Entries

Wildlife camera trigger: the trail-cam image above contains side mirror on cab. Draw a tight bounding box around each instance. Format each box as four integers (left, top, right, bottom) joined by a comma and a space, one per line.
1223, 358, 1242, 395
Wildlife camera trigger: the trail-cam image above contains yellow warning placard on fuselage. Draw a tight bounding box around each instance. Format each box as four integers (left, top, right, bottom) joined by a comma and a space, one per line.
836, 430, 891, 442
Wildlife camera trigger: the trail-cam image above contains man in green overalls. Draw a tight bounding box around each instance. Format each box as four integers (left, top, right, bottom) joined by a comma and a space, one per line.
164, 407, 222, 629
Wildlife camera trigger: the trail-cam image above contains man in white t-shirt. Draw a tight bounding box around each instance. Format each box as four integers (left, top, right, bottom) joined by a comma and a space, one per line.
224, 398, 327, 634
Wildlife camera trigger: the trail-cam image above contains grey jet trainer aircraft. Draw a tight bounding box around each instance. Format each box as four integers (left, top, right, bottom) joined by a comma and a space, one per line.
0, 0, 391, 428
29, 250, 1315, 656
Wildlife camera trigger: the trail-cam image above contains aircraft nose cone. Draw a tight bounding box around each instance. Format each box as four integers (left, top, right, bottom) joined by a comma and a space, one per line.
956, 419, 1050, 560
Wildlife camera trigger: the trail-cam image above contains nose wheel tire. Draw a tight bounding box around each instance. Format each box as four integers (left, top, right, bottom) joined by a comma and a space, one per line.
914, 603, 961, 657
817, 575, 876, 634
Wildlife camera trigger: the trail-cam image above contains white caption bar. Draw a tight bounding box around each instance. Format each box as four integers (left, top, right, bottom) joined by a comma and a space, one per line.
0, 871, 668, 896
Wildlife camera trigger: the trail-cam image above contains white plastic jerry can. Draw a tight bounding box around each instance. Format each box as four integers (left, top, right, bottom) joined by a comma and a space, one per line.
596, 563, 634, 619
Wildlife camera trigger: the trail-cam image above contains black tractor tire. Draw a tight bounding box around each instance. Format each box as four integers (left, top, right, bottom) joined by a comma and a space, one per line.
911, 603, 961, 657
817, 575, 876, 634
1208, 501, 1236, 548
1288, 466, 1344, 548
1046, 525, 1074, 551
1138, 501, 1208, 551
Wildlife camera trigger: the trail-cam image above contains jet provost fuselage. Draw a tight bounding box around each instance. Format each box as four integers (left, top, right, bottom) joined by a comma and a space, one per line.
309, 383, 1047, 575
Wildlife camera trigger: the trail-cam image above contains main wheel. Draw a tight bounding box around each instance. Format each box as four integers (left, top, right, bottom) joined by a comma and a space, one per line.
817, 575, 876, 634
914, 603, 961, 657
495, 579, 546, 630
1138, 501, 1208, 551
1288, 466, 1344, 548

Task description
Reproduce word for word the stretch of the entries above from the line containing "contains white plastic" through the line containing "596, 563, 634, 619", including both of those lines.

Exercise output
Wildlife camera trigger: the trail-cam image above contains white plastic jerry can. Draw a tight bounding box around each instance. Format each box as four integers (left, top, right, bottom) joined by a comma and a space, one per line.
596, 563, 634, 619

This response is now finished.